[Task inputs Boundary: Start]

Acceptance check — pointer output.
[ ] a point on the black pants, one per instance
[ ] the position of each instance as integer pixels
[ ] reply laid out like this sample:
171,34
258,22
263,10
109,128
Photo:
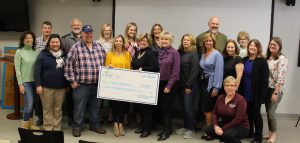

[Task inputs Boundary: End]

## Task objective:
If a line in the entries above contains "instance", it counts toward the total; give only that total.

## Answer for the task:
2